▶ [課題]
「task | place a point on the camouflage」を含む行で始まり「x=497, y=392」を含む行で終わる部分を、「pants」を「trousers」に置き換えて更新してください。それ以外は一切変えず、画像は答えから外すこと。

▶ [データセットに並ぶ項目]
===
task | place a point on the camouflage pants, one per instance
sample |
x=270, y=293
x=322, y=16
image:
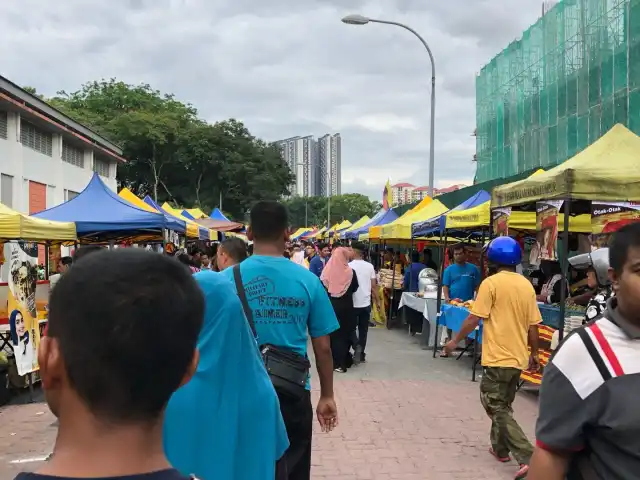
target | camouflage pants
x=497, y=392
===
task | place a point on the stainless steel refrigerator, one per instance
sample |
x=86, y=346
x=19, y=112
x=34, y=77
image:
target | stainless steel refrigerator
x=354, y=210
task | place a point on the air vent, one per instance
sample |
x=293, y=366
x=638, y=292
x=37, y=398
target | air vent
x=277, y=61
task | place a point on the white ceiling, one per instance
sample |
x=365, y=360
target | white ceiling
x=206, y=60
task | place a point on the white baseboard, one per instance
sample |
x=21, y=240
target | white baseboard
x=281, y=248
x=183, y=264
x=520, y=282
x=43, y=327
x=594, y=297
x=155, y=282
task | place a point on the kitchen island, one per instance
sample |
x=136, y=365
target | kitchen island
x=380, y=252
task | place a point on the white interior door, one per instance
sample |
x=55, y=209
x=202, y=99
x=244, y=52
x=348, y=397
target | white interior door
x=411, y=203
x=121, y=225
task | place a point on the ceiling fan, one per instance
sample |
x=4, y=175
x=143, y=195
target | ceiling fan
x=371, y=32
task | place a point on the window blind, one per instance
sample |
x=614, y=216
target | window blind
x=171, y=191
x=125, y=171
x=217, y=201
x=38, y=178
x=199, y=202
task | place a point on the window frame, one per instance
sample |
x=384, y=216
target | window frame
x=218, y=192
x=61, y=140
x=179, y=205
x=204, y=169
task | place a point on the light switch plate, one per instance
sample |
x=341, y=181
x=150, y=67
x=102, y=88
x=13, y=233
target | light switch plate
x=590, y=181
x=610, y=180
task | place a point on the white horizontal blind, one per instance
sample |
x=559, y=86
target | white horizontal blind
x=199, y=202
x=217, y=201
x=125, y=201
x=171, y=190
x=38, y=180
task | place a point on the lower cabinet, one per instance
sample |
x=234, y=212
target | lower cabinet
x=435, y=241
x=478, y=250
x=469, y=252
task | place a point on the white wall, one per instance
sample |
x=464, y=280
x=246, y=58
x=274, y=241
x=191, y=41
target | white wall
===
▶ [解答]
task | place a point on the camouflage trousers, one per instance
sample |
x=270, y=293
x=322, y=16
image:
target | camouflage trousers
x=497, y=392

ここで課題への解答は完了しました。